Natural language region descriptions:
↓

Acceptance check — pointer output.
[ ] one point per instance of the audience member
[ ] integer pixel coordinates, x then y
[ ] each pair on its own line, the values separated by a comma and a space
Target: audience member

↑

■ Exercise details:
Copy out the lines of the records above in which the string "audience" appears.

■ Task response:
[ ] one point per instance of the audience member
Target: audience member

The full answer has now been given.